#### 取り組む作業
#1 フーバー元大統領についての文章によると、林千勝さんの最新刊は何を導きの糸にして話が展開されていますか。
#2 フーバー元大統領についての文章の続きを引き取り、最後の文の後から書き進めてください。

フーバー元大統領
今回は、「林千勝さん、大東亜戦争を語る」シリーズから、ちょっと脇道にそれます。林千勝さんが、ご自身の最新刊『日米戦争を策謀したのは誰だ!』を語っている動画をたまたま目にし、とても興味深かったもので。
本書は、フーバー元米国大統領の自伝『裏切られた自由』を導きの糸にして話が展開されます。
林さんは、フーバーがフランクリン・ルーズベルトの第二次世界大戦への参戦をめぐる謀略を生々しく暴いている点を高く評価しながらも、フーバーに対する3つの違和感を表明します。それは、以下のとおりです。
① 開戦前の日本についてよく分かっていないこと。
フーバーは、権力掌握のためには、共産主義者でも極右でもだれでも利用し、日本が破滅しても平然としていられた近衛文麿を日本における良心的リベラルであり、彼こそが日本の平和実現の核であると思っていました。また、当時の陸軍参謀が実は最も平和的であったのにもかかわらず、日本が無謀な戦争に突入したのは陸軍と独裁者の暴走によると考えていました。さらに、当時のアメリカと同様に日本でも政治の世界に国際共産主義者の謀略が渦巻いていたことをまったく認識していませんでした。林さんは、フーバーのそのような無知に違和感を抱いたそうです。

#### 保存データ
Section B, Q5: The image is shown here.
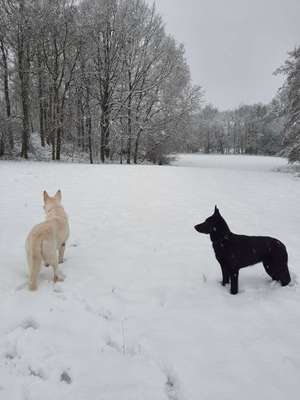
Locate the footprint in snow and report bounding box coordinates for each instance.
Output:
[60,371,72,385]
[20,317,39,330]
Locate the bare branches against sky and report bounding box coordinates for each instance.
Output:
[148,0,300,109]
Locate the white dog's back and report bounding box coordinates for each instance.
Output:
[25,191,69,290]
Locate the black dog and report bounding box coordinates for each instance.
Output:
[195,207,291,294]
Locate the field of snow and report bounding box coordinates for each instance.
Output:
[0,155,300,400]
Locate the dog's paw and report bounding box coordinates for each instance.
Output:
[53,275,64,283]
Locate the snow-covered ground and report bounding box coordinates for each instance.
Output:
[0,155,300,400]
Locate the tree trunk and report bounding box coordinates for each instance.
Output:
[133,129,142,164]
[0,39,14,153]
[127,70,132,164]
[37,48,45,147]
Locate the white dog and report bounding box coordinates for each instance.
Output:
[25,190,69,290]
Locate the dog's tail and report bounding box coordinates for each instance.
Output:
[26,233,42,290]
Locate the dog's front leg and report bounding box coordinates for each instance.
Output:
[230,270,239,294]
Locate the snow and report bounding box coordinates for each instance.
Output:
[0,155,300,400]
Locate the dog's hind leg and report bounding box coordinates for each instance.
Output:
[230,271,239,294]
[58,243,66,264]
[221,265,229,286]
[263,261,279,281]
[279,265,291,286]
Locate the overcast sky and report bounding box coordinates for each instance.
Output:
[148,0,300,109]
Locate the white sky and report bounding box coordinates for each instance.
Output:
[148,0,300,109]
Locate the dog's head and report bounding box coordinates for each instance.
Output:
[194,206,223,235]
[44,190,61,213]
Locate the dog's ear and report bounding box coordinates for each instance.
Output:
[43,190,49,203]
[54,189,61,201]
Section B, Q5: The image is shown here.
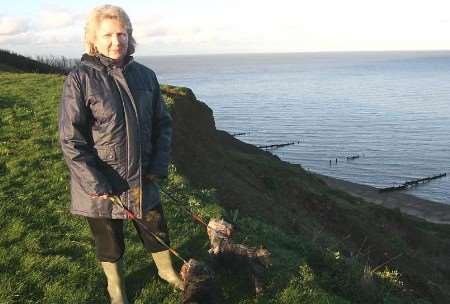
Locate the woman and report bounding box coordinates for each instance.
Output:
[59,5,182,303]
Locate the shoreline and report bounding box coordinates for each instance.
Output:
[311,172,450,225]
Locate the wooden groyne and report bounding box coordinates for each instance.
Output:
[256,141,300,149]
[404,173,447,186]
[230,132,248,136]
[378,173,447,192]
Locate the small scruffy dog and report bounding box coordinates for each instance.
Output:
[207,219,271,295]
[180,259,223,304]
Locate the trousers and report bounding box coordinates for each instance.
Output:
[86,204,170,262]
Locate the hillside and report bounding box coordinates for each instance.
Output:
[0,72,450,304]
[0,49,71,74]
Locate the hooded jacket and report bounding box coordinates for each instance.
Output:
[59,54,172,219]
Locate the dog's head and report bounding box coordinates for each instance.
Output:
[207,218,233,240]
[256,247,272,268]
[180,259,213,284]
[207,218,233,254]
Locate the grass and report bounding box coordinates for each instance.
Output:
[0,72,444,304]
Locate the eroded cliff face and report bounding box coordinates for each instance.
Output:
[163,86,450,303]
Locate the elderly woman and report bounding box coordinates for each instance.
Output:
[59,5,182,303]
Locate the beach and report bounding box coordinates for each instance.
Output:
[314,173,450,225]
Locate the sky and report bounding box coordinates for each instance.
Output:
[0,0,450,58]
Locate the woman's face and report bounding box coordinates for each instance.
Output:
[95,19,128,60]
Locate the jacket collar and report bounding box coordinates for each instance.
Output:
[81,54,133,71]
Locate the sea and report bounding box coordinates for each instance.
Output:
[137,51,450,204]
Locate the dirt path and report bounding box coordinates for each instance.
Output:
[316,174,450,224]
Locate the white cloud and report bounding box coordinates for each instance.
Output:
[38,8,81,29]
[0,16,29,36]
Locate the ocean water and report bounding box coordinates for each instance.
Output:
[137,52,450,204]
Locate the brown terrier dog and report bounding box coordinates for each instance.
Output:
[207,219,271,295]
[180,259,223,304]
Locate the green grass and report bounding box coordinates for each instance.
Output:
[0,73,442,304]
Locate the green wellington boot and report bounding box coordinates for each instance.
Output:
[152,250,184,290]
[101,260,129,304]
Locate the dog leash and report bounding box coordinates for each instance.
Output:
[108,195,187,263]
[160,187,232,236]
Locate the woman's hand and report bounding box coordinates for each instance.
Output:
[144,174,159,183]
[91,194,109,200]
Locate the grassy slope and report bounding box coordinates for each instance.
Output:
[0,73,446,304]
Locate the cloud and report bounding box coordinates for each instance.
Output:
[0,16,29,36]
[38,8,82,29]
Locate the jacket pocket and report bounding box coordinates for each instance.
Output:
[97,147,117,163]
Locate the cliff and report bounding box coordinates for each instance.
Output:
[164,86,450,303]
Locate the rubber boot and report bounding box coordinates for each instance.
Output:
[101,260,129,304]
[152,250,184,290]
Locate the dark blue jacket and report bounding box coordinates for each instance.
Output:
[59,54,172,219]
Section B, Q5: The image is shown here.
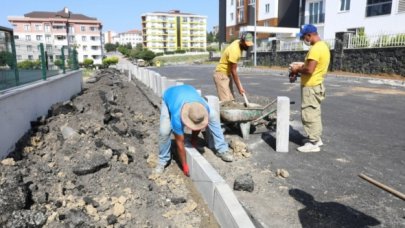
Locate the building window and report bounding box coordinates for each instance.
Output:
[309,1,325,24]
[366,0,392,17]
[238,8,245,23]
[45,25,51,32]
[340,0,350,11]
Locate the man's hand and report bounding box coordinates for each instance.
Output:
[190,131,200,149]
[182,163,190,177]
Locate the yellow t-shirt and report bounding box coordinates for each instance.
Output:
[215,40,242,75]
[301,41,330,86]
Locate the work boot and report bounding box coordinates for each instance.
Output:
[297,142,321,153]
[217,151,233,162]
[315,138,323,146]
[155,163,166,174]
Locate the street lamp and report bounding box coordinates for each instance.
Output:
[249,0,257,66]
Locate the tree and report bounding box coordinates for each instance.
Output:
[104,43,117,52]
[125,43,132,50]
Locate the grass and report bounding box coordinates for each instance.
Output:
[153,53,208,66]
[83,68,95,78]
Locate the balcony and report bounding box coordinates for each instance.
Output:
[305,13,325,25]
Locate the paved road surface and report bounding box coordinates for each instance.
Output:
[153,65,405,227]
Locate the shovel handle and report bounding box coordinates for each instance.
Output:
[242,93,249,106]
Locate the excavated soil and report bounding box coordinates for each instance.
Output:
[0,69,218,227]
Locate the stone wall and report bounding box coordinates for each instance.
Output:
[340,47,405,76]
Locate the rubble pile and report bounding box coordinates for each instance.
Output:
[0,69,218,227]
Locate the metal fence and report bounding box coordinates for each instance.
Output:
[346,33,405,49]
[0,42,79,91]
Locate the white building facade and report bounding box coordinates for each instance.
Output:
[8,8,103,64]
[302,0,405,40]
[113,30,143,48]
[142,10,207,52]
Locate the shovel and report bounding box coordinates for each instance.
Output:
[242,93,250,108]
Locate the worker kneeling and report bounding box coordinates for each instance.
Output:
[155,85,233,176]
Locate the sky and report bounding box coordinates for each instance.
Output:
[0,0,219,32]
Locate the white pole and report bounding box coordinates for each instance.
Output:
[253,0,257,66]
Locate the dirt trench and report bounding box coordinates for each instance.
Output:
[0,69,218,227]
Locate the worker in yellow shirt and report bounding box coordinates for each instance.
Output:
[214,32,253,102]
[290,24,330,152]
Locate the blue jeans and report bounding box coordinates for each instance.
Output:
[159,101,229,165]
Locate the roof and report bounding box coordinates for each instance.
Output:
[24,8,97,20]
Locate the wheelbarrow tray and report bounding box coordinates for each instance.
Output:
[220,103,264,122]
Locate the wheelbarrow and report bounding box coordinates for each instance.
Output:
[219,99,277,139]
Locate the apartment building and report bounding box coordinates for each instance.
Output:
[8,7,103,64]
[301,0,405,39]
[103,31,118,44]
[219,0,300,42]
[141,10,207,52]
[113,29,143,47]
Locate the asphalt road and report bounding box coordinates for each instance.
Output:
[153,65,405,227]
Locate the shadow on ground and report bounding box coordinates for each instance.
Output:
[262,126,306,151]
[289,189,381,228]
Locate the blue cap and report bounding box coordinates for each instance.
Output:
[297,24,318,39]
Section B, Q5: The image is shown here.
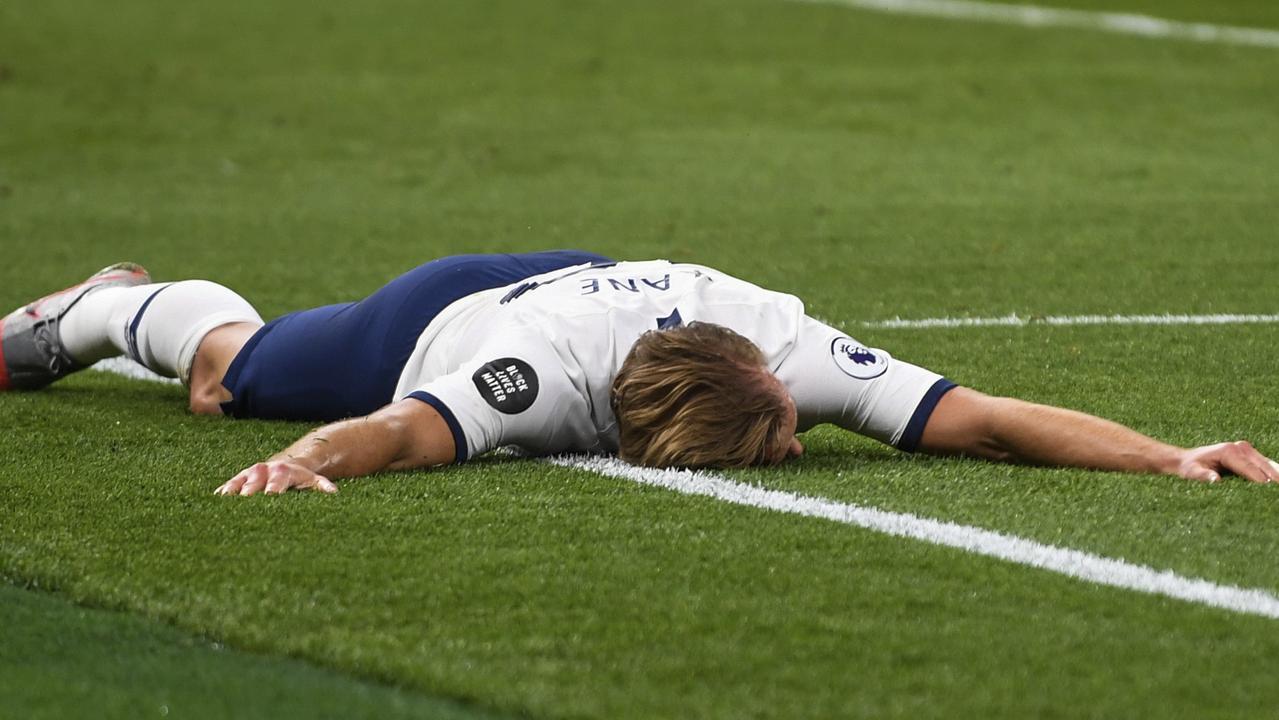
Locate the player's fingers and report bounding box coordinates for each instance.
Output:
[262,467,294,495]
[1227,440,1279,482]
[1221,448,1270,482]
[240,463,270,495]
[214,469,248,495]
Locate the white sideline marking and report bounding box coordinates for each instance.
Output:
[801,0,1279,47]
[93,358,1279,619]
[549,455,1279,619]
[858,315,1279,329]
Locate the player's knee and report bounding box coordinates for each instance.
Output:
[189,386,223,416]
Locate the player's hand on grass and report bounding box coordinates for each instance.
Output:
[1177,440,1279,482]
[214,460,338,495]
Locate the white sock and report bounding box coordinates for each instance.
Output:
[59,280,262,382]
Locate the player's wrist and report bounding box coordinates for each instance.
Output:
[1152,445,1191,474]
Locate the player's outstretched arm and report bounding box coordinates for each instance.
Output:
[215,400,455,495]
[920,387,1279,482]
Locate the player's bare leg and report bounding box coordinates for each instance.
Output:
[191,322,262,416]
[0,263,262,414]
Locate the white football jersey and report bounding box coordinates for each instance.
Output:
[395,260,954,462]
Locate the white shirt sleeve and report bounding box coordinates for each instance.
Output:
[408,330,595,462]
[775,316,955,451]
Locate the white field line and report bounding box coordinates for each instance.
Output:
[550,455,1279,619]
[856,315,1279,329]
[93,358,1279,619]
[803,0,1279,47]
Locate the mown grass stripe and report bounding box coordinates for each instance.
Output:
[856,313,1279,330]
[95,358,1279,619]
[787,0,1279,47]
[549,455,1279,619]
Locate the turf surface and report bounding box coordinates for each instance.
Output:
[0,0,1279,717]
[0,586,506,720]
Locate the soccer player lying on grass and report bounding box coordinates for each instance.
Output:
[0,251,1279,495]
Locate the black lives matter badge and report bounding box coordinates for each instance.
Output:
[471,358,537,416]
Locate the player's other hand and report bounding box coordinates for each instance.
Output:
[1177,440,1279,482]
[214,460,338,495]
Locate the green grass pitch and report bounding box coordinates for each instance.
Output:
[0,0,1279,719]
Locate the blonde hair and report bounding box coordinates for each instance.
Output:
[611,322,788,468]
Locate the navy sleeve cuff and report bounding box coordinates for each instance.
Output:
[897,377,958,453]
[405,390,467,463]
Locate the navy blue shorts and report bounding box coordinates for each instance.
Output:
[223,251,611,421]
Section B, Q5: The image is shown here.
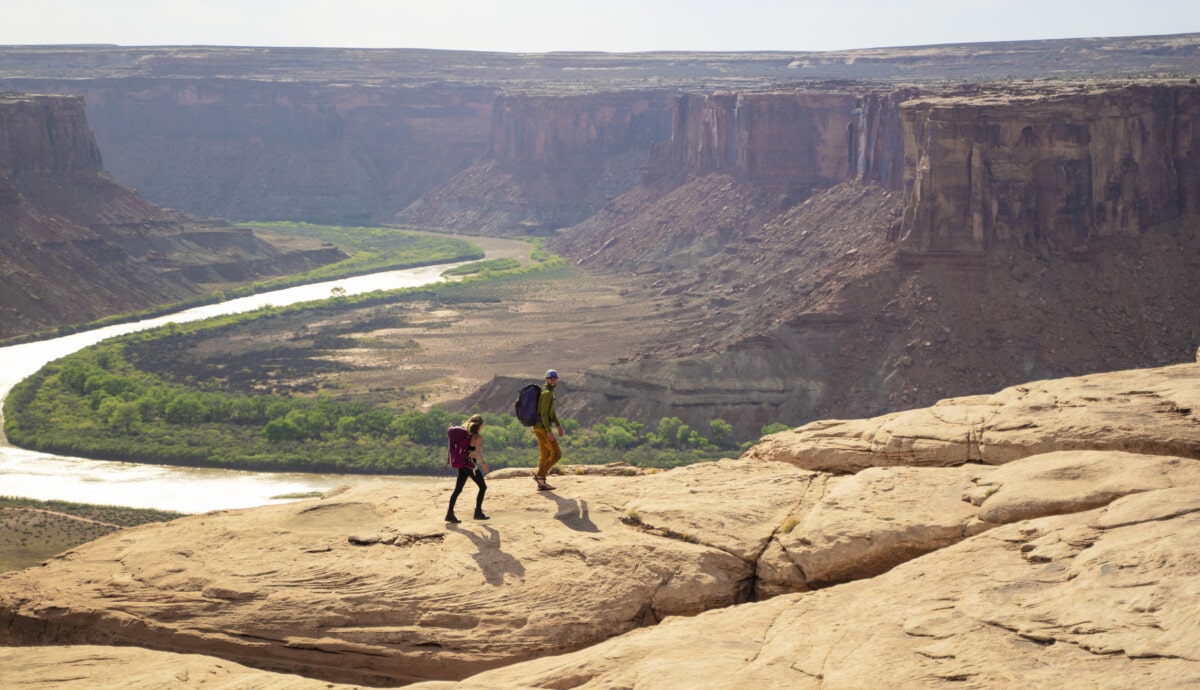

#### 想定される解答
#1 フーバー元米国大統領の自伝『裏切られた自由』です。

#2
② 反戦についての言葉だけがあり、それを実現するための策がない点。
戦争路線を推進しようとあの手この手の策謀をめぐらしている敵に対抗するためには、それを上回る策謀をめぐらし、スキを突かれてひっくり返されないようにしなければなりません。ところがフーバーは、反戦平和についての言葉だけがあり、それを実現するためのインテリジェンスや深謀遠慮がありませんでした。
③ 自伝のなかに、戦争路線を推進しようとする勢力に資金を提供し、実質的にそういう勢力を支える存在である「国際金融資本」という言葉、あるいは、ロック・フェラーやロス・チャイルドの名がまったく出てきません。林さんは、そのことに違和感を抱いたそうです。
林さんによれば、それらの3項目の逆をうまくまとめれば、戦争の道筋に対する正しい認識ができるのではないかと考えたそうです。
すなわち、こうなります。
ルーズベルトが、国民の大多数の厭戦気分を「見事に」ひっくり返して日米戦争を実現できたのは、①日本の政治状況を正しく把握していたからであり、②戦争を企てる陰謀・策謀を精緻にめぐらしていたからであり、③国際金融資本の資金的バック・アップがあったからである、と。
次に林さんは、戦争に関わる歴史をつかまえるための4段階を唱えます。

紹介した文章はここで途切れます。